ファンから贈られた「一心」「明星」の帽子をかぶった松本騎手(左)と明星騎手
―名古屋、佐賀でシリーズ連勝はすごいですね。応援のファンはどうでしたか。
「(笠松でも)よく見掛ける人たちでしたが、すごいですね。わざわざ佐賀まで来てくれて。ありがたいですね。(パドックやスタンド前で)声援も聞こえていました」
―きょうの笠松は3Rからですね。
「いつも通り頑張ります」
その言葉通り、直後の3Rで松本騎手は後方2番手から押し上げ、鮮やかな差し切り勝ちを決めた。1番人気での勝率は渡辺竜也騎手の53%を上回る68%で、安定した騎乗力を見せている。笠松リーディングは6位に躍進した。

第1戦、エムズマンに騎乗しパドックを周回する明星騎手
■明星騎手「笠松で頑張るだけですよ」
一方、YJS総合5位に浮上した明星騎手。地方勢(西日本)は上位4人がファイナル進出となるので、笠松ラウンドでのポイント加算が期待される。ラストチャンスに懸ける熱い思いを聞いた。
―佐賀では人気薄の馬で4着、6着。総合5位に上がりましたね。
「4着はたまたまですが(人気がなく)印的には良かった。(2戦目)6着では大したことないですね。笠松で頑張るだけですよ。笠松で駄目だったら無理なんで」
現在23ポイント。上位の着順はJRAの騎手が多く、地方騎手のポイントは松本騎手(74P)、青海騎手(52P)以外は20ポイント台で4人が競り合っている。まだ園田、金沢、笠松ラウンドが残っているし、出場(地方)が10人と少ないこともあって、どの騎手にもチャンスがある。

------------

» **課題の内容**
笠松の松本騎手と明星騎手を取り上げた上の記事を、最後の文の後から続けて書いてください。

» **データ抜粋**
------------

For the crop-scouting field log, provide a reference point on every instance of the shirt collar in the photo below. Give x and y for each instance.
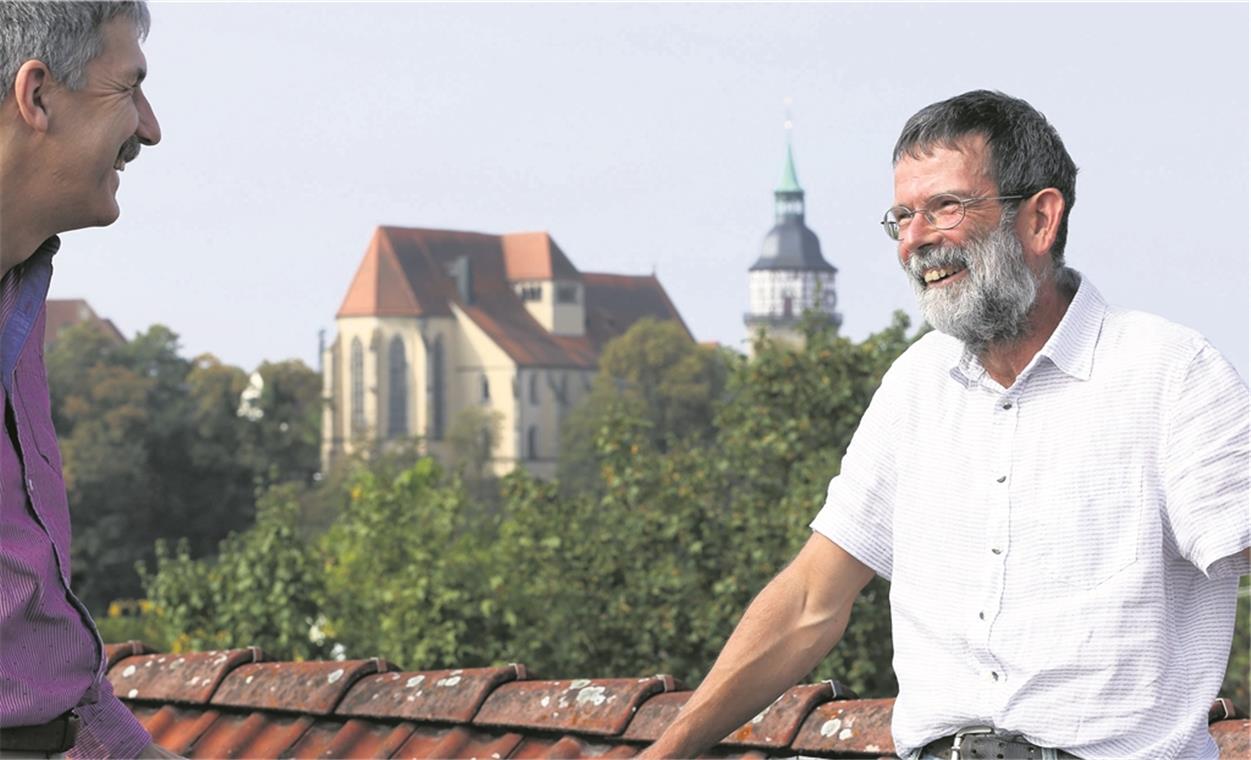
(1071, 346)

------------

» **この課題の解答**
エムズマンで4着に入った明星騎手。笠松でファイナルラウンド進出を目指す
■YJSファイナル出場、ラストチャンスか
―ポイント争いでは笠松で3着ぐらいに2回入れば、ファイナル進出は十分に可能性がある。
「上位は接戦なんですか。でも園田などまだあるから、どうかな。笠松で頑張ります」
急成長の明星騎手。笠松では連日の勝利でリーディング3位(50勝)で、連対率は30%超え。地方競馬通算96勝(10月9日現在)で減量騎手卒業は近い。YJS出場は今回がラストチャンスになりそうだ。
■笠松と佐賀の応援団、一緒に勝者たたえる
佐賀へは笠松の応援団が駆け付けた。パドックには松本騎手と明星騎手の応援幕も掲示して活躍を願った。「一心君、カッコ良かったです。幕があることに気付いてくれたし、紹介式ではファンを見つけるとにこにこしていた。表彰式にはお母さんの姿もあったし、佐賀の青梅騎手のファンも一緒になって笠松の騎手を応援してくれた。お互い『おめでとう』と言ってすごくいい雰囲気。笠松のようにアットホームな競馬場でした」。熱い声援は松本騎手、青梅騎手らの背中を押した。
松本騎手と共に明星騎手も笠松ラウンドの成績次第で「ファイナリスト」への道が開ける。「けがをせず、とにかく無事で乗り切ってもらえれば」と2人同時のファイナル進出にも期待を込めていた。

第2戦、パドックで騎乗に向かうヤングジョッキーたち
西日本トライアルラウンドは残り3戦。園田(10月16日)金沢(同21日)、笠松(同23日)。ファイナルラウンドは園田(12月18日)、中京(同20日)と続く。また10月11日の「笠松けいば秋まつり」ではヤングジョッキー紹介のステージイベントとして、明星騎手と8月にデビューした井口裕貴騎手(30)も登場し、楽しいトークを披露する。
■YJS・西日本地区順位(P=ポイント)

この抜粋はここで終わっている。